(INPUT RECORDS Opens)

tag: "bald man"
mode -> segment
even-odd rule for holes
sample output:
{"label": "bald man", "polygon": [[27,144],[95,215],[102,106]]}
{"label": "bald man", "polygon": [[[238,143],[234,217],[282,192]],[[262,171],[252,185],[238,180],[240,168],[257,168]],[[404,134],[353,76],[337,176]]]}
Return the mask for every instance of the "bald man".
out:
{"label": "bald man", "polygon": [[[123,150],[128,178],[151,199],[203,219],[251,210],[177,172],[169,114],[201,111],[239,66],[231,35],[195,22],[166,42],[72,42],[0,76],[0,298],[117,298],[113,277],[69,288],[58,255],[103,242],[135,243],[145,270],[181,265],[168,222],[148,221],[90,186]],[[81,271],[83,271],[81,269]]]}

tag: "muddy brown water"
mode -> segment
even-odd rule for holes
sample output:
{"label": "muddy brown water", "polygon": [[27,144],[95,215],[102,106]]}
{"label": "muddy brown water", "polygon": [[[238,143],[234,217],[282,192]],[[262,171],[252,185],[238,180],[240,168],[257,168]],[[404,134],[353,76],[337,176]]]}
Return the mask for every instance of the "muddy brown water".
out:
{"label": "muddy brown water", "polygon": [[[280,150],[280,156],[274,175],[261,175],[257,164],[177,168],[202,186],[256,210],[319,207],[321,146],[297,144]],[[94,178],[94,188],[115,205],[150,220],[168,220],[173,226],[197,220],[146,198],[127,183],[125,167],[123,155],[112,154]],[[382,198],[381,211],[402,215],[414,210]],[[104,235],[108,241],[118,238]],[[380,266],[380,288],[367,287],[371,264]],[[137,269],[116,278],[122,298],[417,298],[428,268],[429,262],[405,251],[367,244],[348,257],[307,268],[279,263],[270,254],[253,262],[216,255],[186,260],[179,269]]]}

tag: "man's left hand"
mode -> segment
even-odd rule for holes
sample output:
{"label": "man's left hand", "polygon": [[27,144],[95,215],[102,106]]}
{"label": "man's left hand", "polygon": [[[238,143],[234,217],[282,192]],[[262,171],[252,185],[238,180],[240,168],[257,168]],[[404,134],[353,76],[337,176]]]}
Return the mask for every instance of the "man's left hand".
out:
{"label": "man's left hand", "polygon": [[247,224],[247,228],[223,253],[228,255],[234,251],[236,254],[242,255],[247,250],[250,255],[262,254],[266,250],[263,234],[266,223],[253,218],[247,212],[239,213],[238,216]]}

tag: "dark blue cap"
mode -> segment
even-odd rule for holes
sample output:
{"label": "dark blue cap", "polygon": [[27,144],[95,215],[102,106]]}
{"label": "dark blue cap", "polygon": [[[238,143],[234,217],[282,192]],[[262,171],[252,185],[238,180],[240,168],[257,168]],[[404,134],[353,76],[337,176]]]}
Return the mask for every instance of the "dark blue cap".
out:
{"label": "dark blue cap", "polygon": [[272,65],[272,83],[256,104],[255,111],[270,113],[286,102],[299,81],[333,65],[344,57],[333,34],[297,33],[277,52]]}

(INPUT RECORDS Closes)

● HOW TO COMPLETE THIS TASK:
Retype the entries exactly; leave nothing out.

● COMPLETED EXERCISE:
tag: "bald man"
mode -> segment
even-odd rule for holes
sample output:
{"label": "bald man", "polygon": [[27,144],[95,215],[102,106]]}
{"label": "bald man", "polygon": [[[238,143],[234,217],[282,192]],[[262,171],[252,185],[238,180],[240,168],[257,168]],[[404,134],[353,76],[337,176]]]}
Return the mask for every instance of the "bald man".
out:
{"label": "bald man", "polygon": [[[123,150],[128,178],[151,199],[203,219],[251,210],[177,172],[169,114],[201,111],[239,66],[231,35],[195,22],[166,42],[72,42],[0,76],[0,298],[117,298],[113,277],[69,288],[58,255],[103,242],[135,243],[145,270],[181,265],[168,222],[148,221],[90,186]],[[81,271],[83,271],[81,269]]]}

tag: "muddy brown water"
mode -> segment
even-odd rule for holes
sample output:
{"label": "muddy brown water", "polygon": [[27,144],[95,215],[102,106]]}
{"label": "muddy brown water", "polygon": [[[238,143],[234,217],[282,192]],[[262,171],[252,185],[238,180],[240,168],[257,168]],[[404,134],[353,76],[337,176]]]}
Return the mask for every instance of the "muddy brown water".
out:
{"label": "muddy brown water", "polygon": [[[280,150],[280,156],[274,175],[261,175],[257,164],[177,168],[202,186],[256,210],[319,207],[321,146],[297,144]],[[94,178],[94,188],[115,205],[150,220],[168,220],[173,226],[197,220],[146,198],[127,183],[125,167],[123,155],[112,154]],[[382,198],[381,211],[402,215],[414,210]],[[104,235],[108,241],[118,238]],[[380,266],[380,288],[367,287],[371,264]],[[137,269],[116,278],[122,298],[417,298],[428,268],[429,262],[405,251],[367,244],[348,257],[307,268],[279,263],[270,254],[253,262],[216,255],[186,260],[179,269]]]}

tag: "man's left hand"
mode -> segment
even-odd rule for holes
sample output:
{"label": "man's left hand", "polygon": [[27,144],[95,215],[102,106]]}
{"label": "man's left hand", "polygon": [[[238,143],[234,217],[282,192]],[[262,171],[252,185],[238,180],[240,168],[257,168]],[[404,134],[353,76],[337,176]]]}
Return the mask for every instance of the "man's left hand".
out:
{"label": "man's left hand", "polygon": [[247,224],[247,228],[223,253],[228,255],[234,251],[236,254],[242,255],[247,250],[250,255],[262,254],[266,250],[263,234],[266,223],[253,218],[247,212],[239,213],[238,216]]}

tag: "dark blue cap"
mode -> segment
even-odd rule for holes
sample output:
{"label": "dark blue cap", "polygon": [[27,144],[95,215],[102,106]]}
{"label": "dark blue cap", "polygon": [[[238,143],[234,217],[282,192]],[[262,171],[252,185],[238,180],[240,168],[257,168]],[[404,134],[353,76],[337,176]]]}
Return the mask for every instance of the "dark blue cap".
out:
{"label": "dark blue cap", "polygon": [[272,65],[272,83],[256,104],[255,111],[270,113],[286,102],[299,81],[333,65],[344,57],[333,34],[297,33],[277,52]]}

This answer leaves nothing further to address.